Entries for pointing at named objects
- - -

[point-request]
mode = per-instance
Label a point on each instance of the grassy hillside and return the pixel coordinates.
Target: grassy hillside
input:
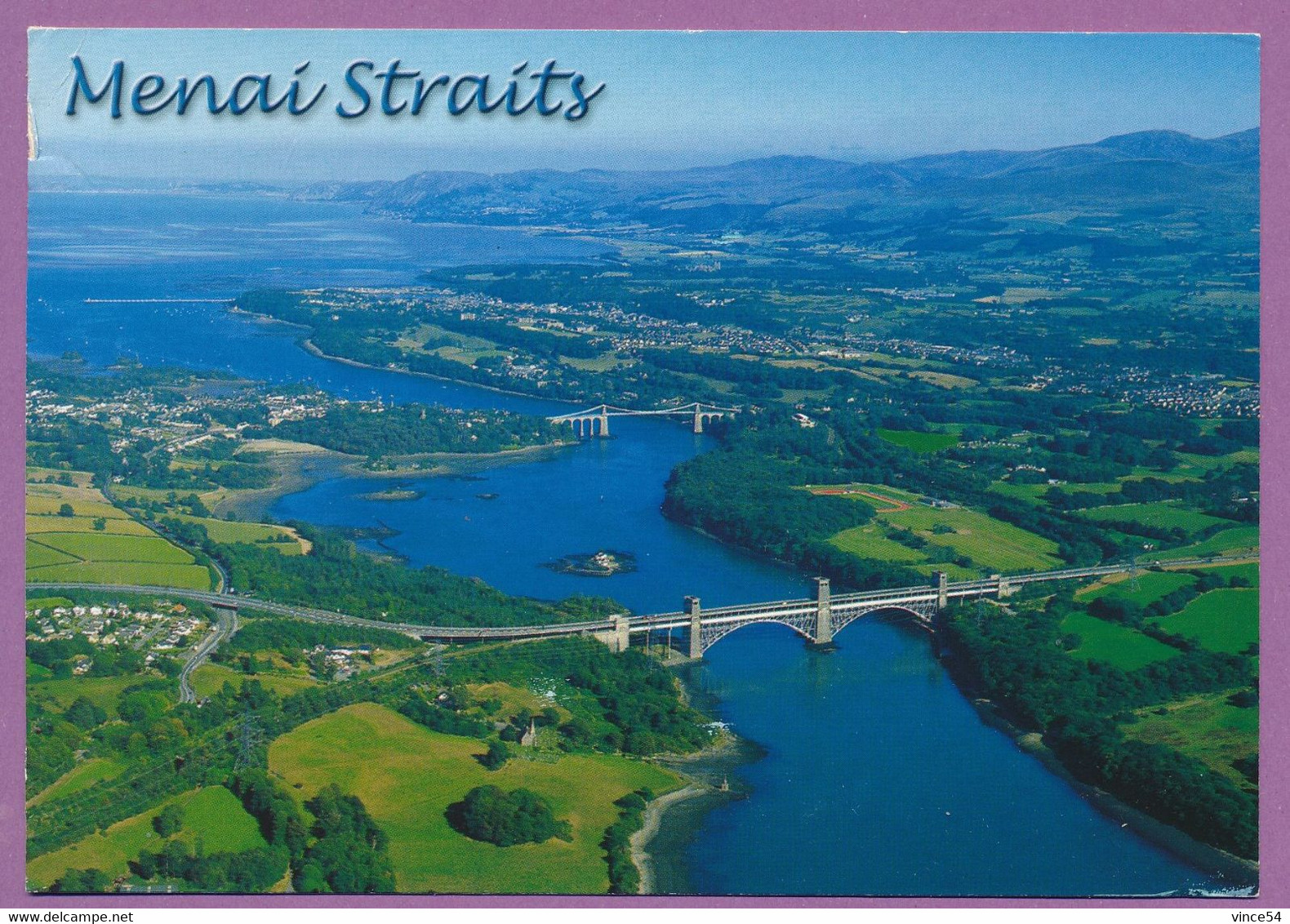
(408, 775)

- - -

▶ [CHALLENGE] Scale the entries above by writing out all of their lines again, requests included, with every pixel coordinate in the answers multiplied by 0.8 and rounded to a whole number, halves rounded up. Leave the pictures out of your answer.

▶ [ANSWER TO THE PROBLEM]
[point-request]
mode = per-instance
Label a point on each instance of the grassy hillside and return the pixel coordinates.
Target: grassy hillside
input:
(326, 620)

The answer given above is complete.